» Source:
That law, signed by President Barack Obama in December 2015, gives states greater authority to regulate public school performance than the statute it replaced — the No Child Left Behind legislation of President George W. Bush’s administration.

Eleven people spoke for three minutes each at Thursday’s meeting, with remarks evenly divided between those critical and supportive of Elia’s administration.

David Gaines, music director for the Massapequa district, said he and colleagues were pleased that the state had included language in its draft plan supportive of their subject area. “We have put children first,” Gaines said.

But Jeanette Deutermann, a North Bellmore parent and founder of the Long Island Opt Out network, said she feared that the draft plan could result in a ratings system that labels schools as failing whenever large numbers of students boycott tests. “We must move beyond shaming,” Deutermann said.

[Dataset rows]

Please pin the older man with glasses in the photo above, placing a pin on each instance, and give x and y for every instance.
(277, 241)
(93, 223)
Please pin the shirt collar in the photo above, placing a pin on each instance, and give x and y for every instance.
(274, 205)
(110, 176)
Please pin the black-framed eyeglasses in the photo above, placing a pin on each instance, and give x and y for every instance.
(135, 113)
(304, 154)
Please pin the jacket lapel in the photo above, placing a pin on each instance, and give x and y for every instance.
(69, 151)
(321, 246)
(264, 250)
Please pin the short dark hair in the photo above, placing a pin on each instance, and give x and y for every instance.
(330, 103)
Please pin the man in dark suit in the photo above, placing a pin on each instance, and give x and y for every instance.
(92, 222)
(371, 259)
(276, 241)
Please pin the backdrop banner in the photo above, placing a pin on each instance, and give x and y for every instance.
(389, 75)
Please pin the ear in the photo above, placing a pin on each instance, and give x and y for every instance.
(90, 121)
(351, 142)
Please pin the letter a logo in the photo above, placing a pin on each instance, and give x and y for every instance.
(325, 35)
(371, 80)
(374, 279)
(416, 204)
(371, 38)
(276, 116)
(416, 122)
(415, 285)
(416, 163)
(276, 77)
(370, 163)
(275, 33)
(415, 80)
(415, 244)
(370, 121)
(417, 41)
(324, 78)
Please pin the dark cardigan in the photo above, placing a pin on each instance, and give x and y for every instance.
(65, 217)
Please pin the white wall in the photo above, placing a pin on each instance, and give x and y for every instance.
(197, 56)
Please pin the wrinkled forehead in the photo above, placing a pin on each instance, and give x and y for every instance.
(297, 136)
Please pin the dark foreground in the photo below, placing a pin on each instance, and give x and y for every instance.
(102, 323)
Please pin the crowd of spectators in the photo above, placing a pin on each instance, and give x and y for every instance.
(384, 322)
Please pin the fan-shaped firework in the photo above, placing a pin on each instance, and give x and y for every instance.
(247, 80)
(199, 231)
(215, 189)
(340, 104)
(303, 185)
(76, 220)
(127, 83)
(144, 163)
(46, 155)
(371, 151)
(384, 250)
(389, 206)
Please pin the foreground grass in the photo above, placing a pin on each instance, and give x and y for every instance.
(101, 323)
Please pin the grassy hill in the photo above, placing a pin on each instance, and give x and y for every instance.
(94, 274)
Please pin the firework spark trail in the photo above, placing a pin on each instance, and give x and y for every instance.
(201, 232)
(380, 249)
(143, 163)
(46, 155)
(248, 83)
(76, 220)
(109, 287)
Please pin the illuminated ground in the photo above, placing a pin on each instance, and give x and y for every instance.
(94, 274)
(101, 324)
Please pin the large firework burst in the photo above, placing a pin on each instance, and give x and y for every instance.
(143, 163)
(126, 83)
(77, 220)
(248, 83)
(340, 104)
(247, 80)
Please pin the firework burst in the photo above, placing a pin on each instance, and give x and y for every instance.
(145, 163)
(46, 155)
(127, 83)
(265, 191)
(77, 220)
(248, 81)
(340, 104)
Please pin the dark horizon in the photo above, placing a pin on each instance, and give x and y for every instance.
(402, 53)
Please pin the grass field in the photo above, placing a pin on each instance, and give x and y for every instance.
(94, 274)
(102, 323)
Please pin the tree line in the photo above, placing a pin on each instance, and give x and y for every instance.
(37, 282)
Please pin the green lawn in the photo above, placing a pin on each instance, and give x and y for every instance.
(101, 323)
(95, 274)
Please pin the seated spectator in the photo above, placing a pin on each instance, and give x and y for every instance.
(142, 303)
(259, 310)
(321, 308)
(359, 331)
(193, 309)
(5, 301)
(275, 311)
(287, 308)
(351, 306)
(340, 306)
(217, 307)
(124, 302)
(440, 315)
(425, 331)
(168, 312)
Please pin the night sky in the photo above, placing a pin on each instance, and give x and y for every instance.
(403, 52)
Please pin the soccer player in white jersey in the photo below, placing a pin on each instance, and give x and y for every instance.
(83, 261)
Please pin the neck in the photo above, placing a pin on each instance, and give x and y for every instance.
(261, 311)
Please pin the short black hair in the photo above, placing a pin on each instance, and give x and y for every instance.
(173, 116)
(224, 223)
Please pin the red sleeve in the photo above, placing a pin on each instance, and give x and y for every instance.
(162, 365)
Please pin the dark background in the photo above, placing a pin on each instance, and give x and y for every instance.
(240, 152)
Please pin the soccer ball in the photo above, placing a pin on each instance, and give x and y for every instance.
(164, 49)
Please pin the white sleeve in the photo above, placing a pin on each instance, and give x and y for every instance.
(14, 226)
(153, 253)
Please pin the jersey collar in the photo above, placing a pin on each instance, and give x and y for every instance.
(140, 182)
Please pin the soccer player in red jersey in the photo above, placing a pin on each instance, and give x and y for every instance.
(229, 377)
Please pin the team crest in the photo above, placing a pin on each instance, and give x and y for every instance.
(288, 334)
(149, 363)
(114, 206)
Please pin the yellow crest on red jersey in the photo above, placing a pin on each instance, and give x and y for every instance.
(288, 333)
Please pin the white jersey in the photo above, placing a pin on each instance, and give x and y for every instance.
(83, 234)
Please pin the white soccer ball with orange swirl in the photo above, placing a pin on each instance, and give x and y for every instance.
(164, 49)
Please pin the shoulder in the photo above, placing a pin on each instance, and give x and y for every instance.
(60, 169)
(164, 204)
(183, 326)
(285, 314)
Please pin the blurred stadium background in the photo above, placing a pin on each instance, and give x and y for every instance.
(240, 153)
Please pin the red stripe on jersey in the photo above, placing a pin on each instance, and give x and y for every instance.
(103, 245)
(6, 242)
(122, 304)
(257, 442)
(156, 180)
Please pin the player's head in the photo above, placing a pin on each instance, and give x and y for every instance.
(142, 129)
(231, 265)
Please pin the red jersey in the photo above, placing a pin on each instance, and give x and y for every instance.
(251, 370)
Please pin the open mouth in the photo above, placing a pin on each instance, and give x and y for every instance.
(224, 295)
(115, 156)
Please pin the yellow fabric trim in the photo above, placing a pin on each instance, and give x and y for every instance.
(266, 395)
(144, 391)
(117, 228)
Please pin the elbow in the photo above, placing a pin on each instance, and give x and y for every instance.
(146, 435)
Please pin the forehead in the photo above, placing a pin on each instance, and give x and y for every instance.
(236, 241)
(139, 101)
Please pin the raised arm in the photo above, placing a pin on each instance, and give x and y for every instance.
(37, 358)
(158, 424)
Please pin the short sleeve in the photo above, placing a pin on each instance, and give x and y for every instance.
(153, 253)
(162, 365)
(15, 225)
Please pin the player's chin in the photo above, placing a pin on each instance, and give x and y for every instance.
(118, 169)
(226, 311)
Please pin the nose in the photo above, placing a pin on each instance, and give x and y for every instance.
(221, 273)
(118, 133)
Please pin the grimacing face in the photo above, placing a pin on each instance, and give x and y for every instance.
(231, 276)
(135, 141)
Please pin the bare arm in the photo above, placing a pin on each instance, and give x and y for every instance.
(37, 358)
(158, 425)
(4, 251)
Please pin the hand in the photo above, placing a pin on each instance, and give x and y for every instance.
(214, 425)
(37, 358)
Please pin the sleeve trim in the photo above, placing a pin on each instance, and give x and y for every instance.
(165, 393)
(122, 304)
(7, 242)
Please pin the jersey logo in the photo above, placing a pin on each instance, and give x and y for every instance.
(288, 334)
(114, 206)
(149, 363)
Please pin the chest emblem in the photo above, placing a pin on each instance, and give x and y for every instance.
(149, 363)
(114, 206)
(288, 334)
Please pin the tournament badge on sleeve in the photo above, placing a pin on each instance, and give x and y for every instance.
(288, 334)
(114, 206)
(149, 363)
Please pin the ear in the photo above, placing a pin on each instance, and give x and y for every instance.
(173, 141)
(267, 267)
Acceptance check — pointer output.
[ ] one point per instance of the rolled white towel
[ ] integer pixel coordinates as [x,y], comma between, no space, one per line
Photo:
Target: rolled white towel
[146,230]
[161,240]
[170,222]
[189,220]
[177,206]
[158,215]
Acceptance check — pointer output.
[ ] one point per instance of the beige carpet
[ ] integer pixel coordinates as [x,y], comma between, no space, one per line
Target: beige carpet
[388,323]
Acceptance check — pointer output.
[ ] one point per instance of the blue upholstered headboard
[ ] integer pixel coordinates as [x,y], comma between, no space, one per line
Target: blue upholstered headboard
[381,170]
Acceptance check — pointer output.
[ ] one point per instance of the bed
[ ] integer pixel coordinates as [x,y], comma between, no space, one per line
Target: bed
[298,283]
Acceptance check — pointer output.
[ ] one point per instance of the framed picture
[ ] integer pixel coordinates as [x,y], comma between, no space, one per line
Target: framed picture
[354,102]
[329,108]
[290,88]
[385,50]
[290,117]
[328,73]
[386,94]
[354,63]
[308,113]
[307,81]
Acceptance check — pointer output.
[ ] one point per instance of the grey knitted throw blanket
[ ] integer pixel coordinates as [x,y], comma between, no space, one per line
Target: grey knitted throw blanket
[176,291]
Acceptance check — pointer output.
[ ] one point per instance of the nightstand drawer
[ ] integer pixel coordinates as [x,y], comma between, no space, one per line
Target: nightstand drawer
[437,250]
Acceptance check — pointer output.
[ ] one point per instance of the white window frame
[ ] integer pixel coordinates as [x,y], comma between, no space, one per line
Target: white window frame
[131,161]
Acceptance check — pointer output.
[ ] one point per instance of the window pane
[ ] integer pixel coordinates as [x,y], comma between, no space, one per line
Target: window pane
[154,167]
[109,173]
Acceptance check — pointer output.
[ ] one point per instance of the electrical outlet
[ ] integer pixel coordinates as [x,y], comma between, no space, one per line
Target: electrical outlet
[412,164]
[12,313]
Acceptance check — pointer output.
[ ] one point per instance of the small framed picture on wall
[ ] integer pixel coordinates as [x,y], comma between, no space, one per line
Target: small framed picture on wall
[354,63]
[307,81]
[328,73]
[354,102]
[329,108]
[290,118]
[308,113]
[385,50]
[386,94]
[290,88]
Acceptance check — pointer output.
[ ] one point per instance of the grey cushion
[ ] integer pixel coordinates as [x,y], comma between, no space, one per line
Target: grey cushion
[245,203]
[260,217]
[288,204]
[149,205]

» Required actions:
1. Condense the paragraph of the education article that begins "But Jeanette Deutermann" into a short list of its main facts.
2. In the education article, how long did each speaker at Thursday's meeting talk?
3. Please go on with the education article after its last paragraph.

» Outputs by task:
1.
- Jeanette Deutermann is a North Bellmore parent and founder of the Long Island Opt Out network.
- She feared the draft plan could lead to a ratings system that labels schools as failing whenever large numbers of students boycott tests.
- She said, "We must move beyond shaming."

2. Each of the eleven speakers talked for three minutes.

3.
Public comment on the draft plan, either in writing or delivered at the regional forums, will be accepted through June 16. The Regents board, which sets much of the state’s education policy, is expected in September to adopt a final plan, which will be submitted to the U.S. Department of Education for approval.

One segment of the state’s draft plan would seek to deal with test boycotts by requiring districts with noncomplying schools to adopt their own local plans designed to boost test participation. Other segments seek to boost high school graduation rates statewide to an average 95 percent from a current 82 percent, and encourage more students in such schools to take coursework in college-level programs such as Advanced Placement and International Baccalaureate.